[ITEMS]:
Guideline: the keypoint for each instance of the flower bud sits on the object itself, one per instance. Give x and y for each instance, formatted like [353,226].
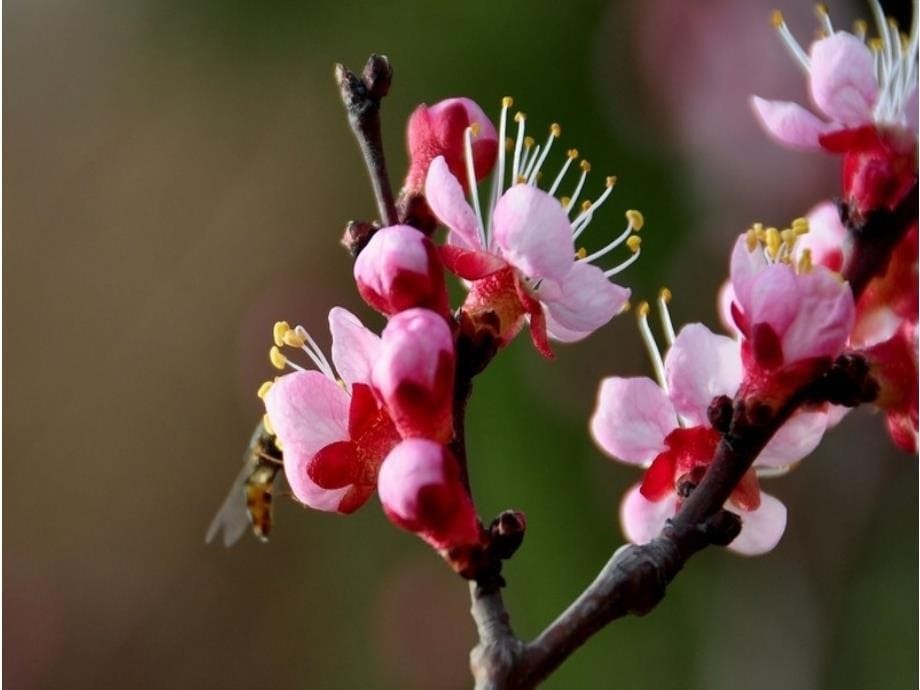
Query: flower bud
[414,374]
[439,130]
[421,491]
[400,269]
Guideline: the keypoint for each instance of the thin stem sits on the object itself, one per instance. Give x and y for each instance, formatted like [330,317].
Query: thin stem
[362,96]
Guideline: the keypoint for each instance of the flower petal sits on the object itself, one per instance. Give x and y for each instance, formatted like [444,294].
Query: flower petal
[789,123]
[447,201]
[585,301]
[795,440]
[534,233]
[354,347]
[632,418]
[761,529]
[843,82]
[643,519]
[307,410]
[699,366]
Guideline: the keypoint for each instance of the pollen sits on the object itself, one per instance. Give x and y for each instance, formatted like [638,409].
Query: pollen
[278,331]
[277,359]
[635,218]
[293,339]
[642,310]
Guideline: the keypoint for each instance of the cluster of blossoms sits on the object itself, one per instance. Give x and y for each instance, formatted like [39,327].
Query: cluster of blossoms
[380,415]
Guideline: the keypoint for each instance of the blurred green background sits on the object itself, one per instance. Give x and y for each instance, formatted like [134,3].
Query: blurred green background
[177,178]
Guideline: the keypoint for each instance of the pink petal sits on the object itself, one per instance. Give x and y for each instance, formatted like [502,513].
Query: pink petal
[642,519]
[534,233]
[354,347]
[823,316]
[448,202]
[584,302]
[699,366]
[296,470]
[789,123]
[843,82]
[761,529]
[632,418]
[307,410]
[794,441]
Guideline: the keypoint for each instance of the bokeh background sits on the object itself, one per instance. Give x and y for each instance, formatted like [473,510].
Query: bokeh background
[177,176]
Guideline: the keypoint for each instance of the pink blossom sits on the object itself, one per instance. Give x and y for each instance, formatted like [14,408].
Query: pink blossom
[438,130]
[664,428]
[868,93]
[520,254]
[422,492]
[788,314]
[332,432]
[414,374]
[400,269]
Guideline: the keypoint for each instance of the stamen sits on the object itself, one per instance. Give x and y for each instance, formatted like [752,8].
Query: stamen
[650,345]
[555,131]
[824,18]
[520,118]
[798,54]
[664,297]
[278,331]
[584,219]
[471,181]
[571,155]
[585,169]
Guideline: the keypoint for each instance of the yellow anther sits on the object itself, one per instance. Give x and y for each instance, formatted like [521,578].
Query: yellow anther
[277,359]
[635,219]
[278,331]
[750,239]
[642,309]
[263,389]
[773,242]
[293,339]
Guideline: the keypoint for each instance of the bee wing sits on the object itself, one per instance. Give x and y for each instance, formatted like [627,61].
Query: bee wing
[233,517]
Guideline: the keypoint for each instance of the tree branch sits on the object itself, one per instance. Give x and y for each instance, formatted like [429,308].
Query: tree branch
[362,96]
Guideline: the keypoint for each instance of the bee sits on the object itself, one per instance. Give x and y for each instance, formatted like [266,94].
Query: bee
[249,503]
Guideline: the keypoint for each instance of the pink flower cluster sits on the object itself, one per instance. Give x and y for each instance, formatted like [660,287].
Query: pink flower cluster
[380,415]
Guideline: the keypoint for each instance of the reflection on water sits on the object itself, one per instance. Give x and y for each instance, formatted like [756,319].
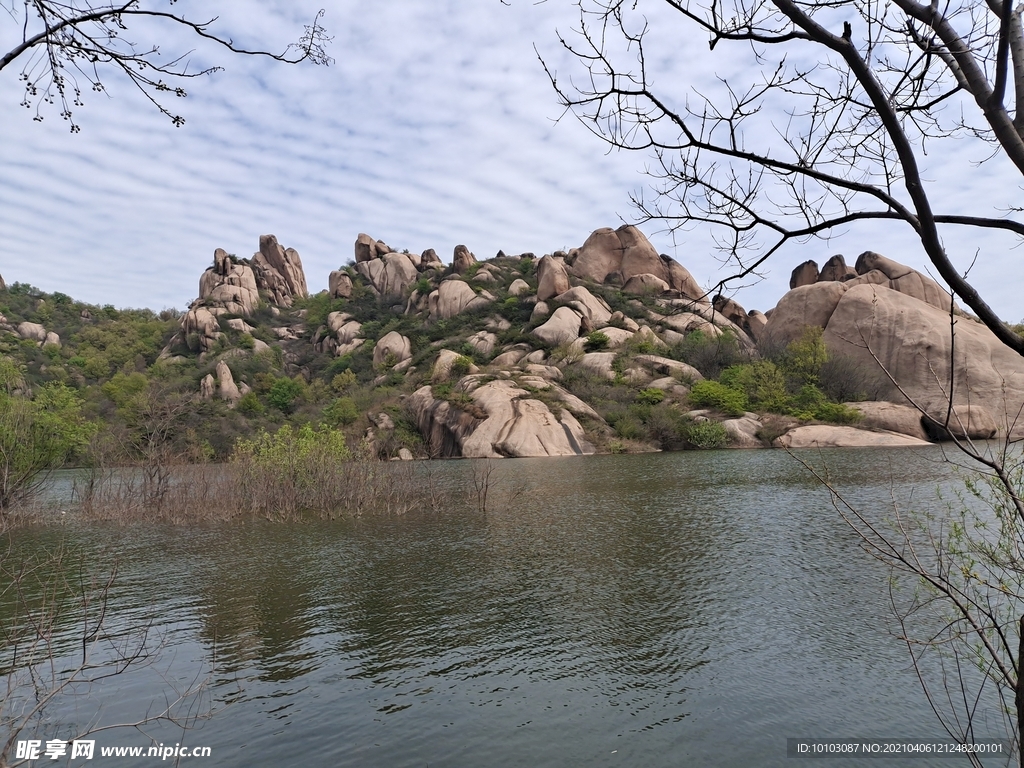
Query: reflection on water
[662,610]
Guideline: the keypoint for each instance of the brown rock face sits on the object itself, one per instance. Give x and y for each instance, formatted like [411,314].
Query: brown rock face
[617,255]
[229,285]
[904,280]
[910,338]
[837,270]
[462,259]
[805,274]
[552,278]
[279,271]
[340,285]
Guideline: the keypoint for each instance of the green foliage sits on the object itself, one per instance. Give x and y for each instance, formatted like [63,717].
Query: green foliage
[343,381]
[763,384]
[715,394]
[249,404]
[650,396]
[805,356]
[341,412]
[707,434]
[36,435]
[710,354]
[596,341]
[284,393]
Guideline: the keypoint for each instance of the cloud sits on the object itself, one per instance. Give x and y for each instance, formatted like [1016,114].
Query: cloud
[436,126]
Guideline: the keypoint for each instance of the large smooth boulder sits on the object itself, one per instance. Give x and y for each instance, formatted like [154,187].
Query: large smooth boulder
[910,339]
[824,435]
[340,285]
[453,297]
[226,388]
[506,422]
[561,328]
[807,305]
[393,348]
[616,255]
[591,307]
[279,271]
[891,417]
[805,274]
[462,259]
[229,284]
[552,278]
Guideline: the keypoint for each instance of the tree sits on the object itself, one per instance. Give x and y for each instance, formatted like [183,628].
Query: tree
[69,46]
[828,124]
[36,435]
[839,107]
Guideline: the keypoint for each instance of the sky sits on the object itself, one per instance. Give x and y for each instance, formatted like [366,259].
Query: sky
[435,126]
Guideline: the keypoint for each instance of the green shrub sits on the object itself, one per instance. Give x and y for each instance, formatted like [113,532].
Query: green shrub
[284,393]
[707,434]
[341,412]
[650,396]
[595,341]
[715,394]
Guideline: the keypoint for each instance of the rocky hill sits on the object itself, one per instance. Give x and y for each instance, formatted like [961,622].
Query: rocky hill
[607,347]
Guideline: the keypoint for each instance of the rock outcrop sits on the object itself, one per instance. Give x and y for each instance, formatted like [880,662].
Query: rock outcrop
[506,422]
[619,255]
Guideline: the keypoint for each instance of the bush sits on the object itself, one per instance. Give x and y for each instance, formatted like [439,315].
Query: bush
[596,341]
[341,412]
[650,396]
[715,394]
[707,434]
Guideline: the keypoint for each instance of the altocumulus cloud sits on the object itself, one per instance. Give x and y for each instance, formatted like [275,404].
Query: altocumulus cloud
[435,126]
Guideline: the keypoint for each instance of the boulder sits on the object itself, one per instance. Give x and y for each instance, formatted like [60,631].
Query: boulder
[366,248]
[905,280]
[599,364]
[340,285]
[452,298]
[670,367]
[561,328]
[590,306]
[891,417]
[966,421]
[806,305]
[226,388]
[32,331]
[730,309]
[462,259]
[616,255]
[836,270]
[279,271]
[507,423]
[229,284]
[552,278]
[910,340]
[645,285]
[823,435]
[397,274]
[206,387]
[442,366]
[392,346]
[518,287]
[805,274]
[483,342]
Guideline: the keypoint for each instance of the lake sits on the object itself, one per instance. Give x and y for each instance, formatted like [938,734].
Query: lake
[662,609]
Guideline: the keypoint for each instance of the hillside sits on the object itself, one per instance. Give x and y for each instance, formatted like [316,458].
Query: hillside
[608,347]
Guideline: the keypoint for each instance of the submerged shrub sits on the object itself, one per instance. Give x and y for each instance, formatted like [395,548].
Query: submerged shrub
[715,394]
[707,434]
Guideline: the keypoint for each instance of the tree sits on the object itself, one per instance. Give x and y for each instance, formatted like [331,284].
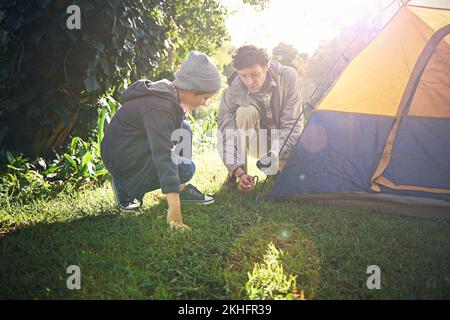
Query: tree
[287,55]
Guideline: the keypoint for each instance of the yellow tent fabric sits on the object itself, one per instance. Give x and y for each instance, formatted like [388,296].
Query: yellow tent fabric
[432,96]
[378,76]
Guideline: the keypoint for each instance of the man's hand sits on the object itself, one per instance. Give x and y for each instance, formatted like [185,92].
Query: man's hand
[246,182]
[268,164]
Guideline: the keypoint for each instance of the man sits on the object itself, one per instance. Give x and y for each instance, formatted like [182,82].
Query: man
[138,145]
[262,94]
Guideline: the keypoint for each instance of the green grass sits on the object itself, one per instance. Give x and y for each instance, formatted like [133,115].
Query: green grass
[136,256]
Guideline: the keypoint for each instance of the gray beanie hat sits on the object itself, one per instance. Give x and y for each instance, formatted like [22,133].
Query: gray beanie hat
[198,73]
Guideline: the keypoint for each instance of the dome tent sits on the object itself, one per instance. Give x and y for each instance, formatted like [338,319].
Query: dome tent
[380,137]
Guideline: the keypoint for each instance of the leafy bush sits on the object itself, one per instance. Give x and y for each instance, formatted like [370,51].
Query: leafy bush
[22,179]
[268,280]
[80,164]
[50,76]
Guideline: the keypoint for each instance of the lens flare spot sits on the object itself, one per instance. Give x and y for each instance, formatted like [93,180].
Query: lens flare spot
[285,234]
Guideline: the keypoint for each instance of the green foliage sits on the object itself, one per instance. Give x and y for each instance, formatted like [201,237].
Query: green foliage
[268,281]
[80,164]
[22,180]
[259,4]
[53,74]
[287,55]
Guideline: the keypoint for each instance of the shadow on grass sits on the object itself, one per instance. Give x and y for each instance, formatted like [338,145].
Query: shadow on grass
[135,256]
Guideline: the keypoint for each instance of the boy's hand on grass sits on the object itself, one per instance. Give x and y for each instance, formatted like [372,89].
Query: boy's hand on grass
[174,218]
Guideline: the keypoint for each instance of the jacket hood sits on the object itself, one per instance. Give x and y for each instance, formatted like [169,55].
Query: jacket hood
[274,71]
[143,88]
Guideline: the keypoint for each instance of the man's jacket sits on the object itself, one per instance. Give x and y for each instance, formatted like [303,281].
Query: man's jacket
[285,103]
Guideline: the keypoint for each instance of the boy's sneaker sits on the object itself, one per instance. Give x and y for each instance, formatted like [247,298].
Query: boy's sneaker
[122,199]
[192,194]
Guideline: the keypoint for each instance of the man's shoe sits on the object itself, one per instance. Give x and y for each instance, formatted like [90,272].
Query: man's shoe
[122,199]
[230,184]
[192,194]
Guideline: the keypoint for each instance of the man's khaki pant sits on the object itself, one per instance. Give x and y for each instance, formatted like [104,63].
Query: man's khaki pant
[247,118]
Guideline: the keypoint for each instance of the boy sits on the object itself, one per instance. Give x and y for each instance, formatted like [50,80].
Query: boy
[137,146]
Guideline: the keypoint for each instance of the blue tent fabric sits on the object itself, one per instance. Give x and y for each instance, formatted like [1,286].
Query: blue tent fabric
[337,152]
[421,156]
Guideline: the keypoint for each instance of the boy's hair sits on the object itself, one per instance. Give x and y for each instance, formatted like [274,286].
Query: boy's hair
[197,93]
[249,55]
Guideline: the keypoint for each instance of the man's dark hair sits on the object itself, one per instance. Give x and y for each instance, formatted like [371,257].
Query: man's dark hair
[249,55]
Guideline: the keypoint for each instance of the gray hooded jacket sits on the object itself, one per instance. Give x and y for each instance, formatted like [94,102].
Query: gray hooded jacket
[137,145]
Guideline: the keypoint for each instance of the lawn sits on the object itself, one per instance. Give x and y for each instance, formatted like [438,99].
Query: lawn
[136,256]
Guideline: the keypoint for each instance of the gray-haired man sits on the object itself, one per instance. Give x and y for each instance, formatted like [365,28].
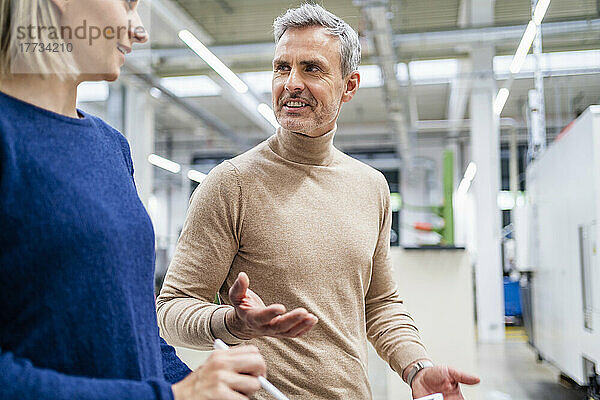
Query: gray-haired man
[311,226]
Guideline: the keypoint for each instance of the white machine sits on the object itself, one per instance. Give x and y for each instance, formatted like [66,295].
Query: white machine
[563,187]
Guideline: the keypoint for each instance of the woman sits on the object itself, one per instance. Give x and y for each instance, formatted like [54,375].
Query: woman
[77,315]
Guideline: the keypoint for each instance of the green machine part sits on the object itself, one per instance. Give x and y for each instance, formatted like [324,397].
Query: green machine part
[447,207]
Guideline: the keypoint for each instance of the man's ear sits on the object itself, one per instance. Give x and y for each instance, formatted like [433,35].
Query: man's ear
[60,4]
[352,83]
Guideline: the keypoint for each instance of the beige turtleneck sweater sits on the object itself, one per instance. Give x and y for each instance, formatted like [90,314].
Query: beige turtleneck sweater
[310,226]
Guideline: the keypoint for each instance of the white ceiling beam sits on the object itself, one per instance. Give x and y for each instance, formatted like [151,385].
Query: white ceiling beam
[173,16]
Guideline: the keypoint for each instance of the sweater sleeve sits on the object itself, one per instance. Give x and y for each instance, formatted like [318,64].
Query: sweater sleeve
[20,379]
[390,328]
[173,368]
[205,250]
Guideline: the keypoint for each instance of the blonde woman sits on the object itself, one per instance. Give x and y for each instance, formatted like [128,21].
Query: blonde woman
[77,316]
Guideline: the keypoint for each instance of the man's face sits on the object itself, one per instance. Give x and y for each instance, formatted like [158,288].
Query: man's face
[308,86]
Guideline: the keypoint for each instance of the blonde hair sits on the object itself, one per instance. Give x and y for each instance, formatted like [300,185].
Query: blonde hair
[37,13]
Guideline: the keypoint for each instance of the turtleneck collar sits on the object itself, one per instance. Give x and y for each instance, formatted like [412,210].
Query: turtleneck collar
[303,149]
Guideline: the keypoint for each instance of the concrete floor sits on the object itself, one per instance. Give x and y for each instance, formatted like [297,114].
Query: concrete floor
[510,371]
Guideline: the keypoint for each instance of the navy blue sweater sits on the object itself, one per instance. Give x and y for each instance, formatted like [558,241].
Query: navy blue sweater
[77,311]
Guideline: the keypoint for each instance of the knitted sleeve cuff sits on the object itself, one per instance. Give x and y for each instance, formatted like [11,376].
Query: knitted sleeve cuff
[219,328]
[406,355]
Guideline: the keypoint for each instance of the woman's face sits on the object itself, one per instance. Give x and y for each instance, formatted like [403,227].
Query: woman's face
[102,33]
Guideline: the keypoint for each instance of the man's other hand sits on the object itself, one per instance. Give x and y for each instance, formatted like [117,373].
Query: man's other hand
[250,318]
[441,379]
[226,375]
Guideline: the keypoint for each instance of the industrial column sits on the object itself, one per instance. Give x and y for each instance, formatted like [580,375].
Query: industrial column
[138,127]
[485,151]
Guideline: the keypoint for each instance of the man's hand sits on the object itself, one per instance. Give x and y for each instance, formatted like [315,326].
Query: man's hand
[226,375]
[250,318]
[441,379]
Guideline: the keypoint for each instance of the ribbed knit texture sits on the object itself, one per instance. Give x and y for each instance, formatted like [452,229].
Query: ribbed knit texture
[310,226]
[77,310]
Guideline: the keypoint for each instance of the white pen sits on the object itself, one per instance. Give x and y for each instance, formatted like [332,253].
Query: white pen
[264,383]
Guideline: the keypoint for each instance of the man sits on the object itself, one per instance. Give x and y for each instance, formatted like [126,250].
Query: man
[311,227]
[77,311]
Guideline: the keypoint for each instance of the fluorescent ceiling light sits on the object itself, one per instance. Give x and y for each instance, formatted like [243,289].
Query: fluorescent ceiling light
[523,48]
[370,76]
[470,171]
[212,60]
[191,86]
[92,91]
[540,11]
[465,183]
[402,72]
[259,81]
[163,163]
[556,63]
[433,71]
[268,113]
[196,176]
[500,101]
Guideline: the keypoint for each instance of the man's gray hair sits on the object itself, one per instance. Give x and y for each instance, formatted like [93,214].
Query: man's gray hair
[314,15]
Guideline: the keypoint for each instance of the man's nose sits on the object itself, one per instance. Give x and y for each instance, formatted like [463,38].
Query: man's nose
[294,82]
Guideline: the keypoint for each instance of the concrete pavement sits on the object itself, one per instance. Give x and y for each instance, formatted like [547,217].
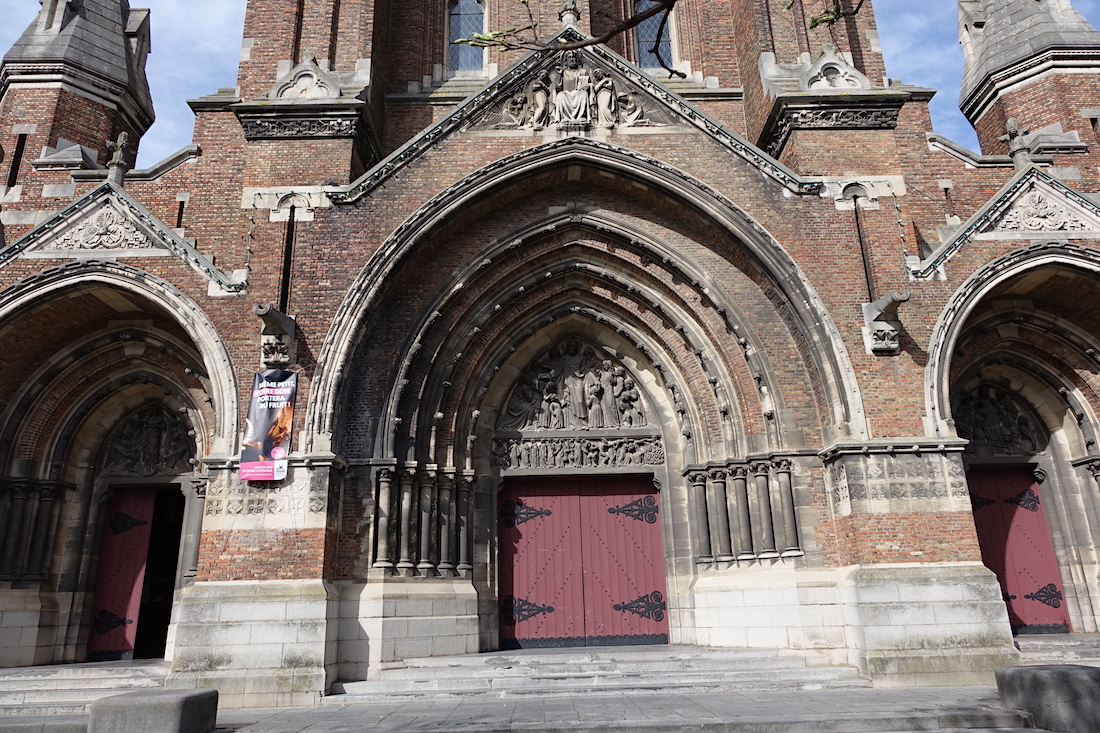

[DIRECTION]: Pull together every line of the listing above that contains the word "dark", copying each one in full.

[SOLUTION BELOW]:
Guideline: the keypoint for each instance of the man's dark hair sits on the object itself, one per instance. Give x and y for each instance, formatted like [371,257].
Query: man's dark hair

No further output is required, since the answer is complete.